== Quoted text ==

The premise is that Tom Taylor is, like Christopher Robin Milne, a grown man who as a boy was the model for a fictional character in a children’s book. Tommy Taylor appears to be a hero much like Harry Potter, whose adventures appeared a couple of decades ago to great acclaim (the series in the story is even more popular than J.K. Rowling’s books), before the author, Wilson Taylor, disappeared. In the present day, Tom Taylor is eclipsed by his fictional namesake, and supports himself mainly through signing tours. Though gracious to fans of the series, he chafes that he has no accomplishments or career of his own.

But it soon comes out that not all in Tom’s life is what it appears, perhaps just a boy Wilson hired from his family to take on tour. Tom’s life collapses as investigations into his background and the fans turn against him. And then things get really weird, when it starts to seem like Tom might just be Tommy Taylor.

Carey and Gross say that The Unwritten is going to be a meditation on stories, and on “the story behind all stories”, which strikes me as both a hugely ambitious hook, and one a lot less interesting than the basic notion of a guy who might be a fictional character and not know it. Pulling off either of these metaphysical, metatextual notions is going to take some careful execution – nothing could kill the story faster than ending up in random fantasy lands devoid of structure or rules – but there’s a lot of potential here, and I do hope they can live up to most of it.

Gross’ art is still under-rendered for my preference (although the last page is quite good), but overall the book is quite intriguing and might well live up to all the hype. It’s off to a good start.

The Umbrella Academy: Dallas #6 I wasn’t as enamored of the first series of The Umbrella Academy as some were: I thought it was a lot of random twaddle strewn about a decent but unexceptional plot, albeit with quite good artwork. The second series, Dallas, seems to have catered to the die-hard fans by reducing the quality of the plot and throwing in a lot more twaddle: Time-traveling assassins, a boss with a fish-in-a-bowl for a head, a side-trip to Vietnam, before winding up in Dallas at the Kennedy assassination. Quirkily weird, it also feels devoid of all meaning, with cardboard characters.

I guess sales have not been as strong as the first series, but no doubt there will be a third one. I’m not sure I’m interested enough to keep going, though; I don’t feel like I’ve gotten much out of the first two.

This Week’s Haul

A friend of mine told me that I read a shitload of comic books. I’m not sure whether he meant an imperial shitload, or a metric shitload, but whatever crappy units you use, this week was another big load:

  • The Flash: Rebirth #2 of 5, by Geoff Johns & Ethan Van Sciver (DC)

===

_Problem statement_
Please print the comics review from "This Week’s Haul" to "Van Sciver (DC)" word for word.

== Dataset excerpt ==

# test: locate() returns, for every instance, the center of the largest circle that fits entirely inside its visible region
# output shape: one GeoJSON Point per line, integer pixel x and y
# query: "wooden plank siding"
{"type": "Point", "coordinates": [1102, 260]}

===

_Task result_
This Week’s Haul

A friend of mine told me that I read a shitload of comic books. I’m not sure whether he meant an imperial shitload, or a metric shitload, but whatever crappy units you use, this week was another big load:

  • The Flash: Rebirth #2 of 5, by Geoff Johns & Ethan Van Sciver (DC)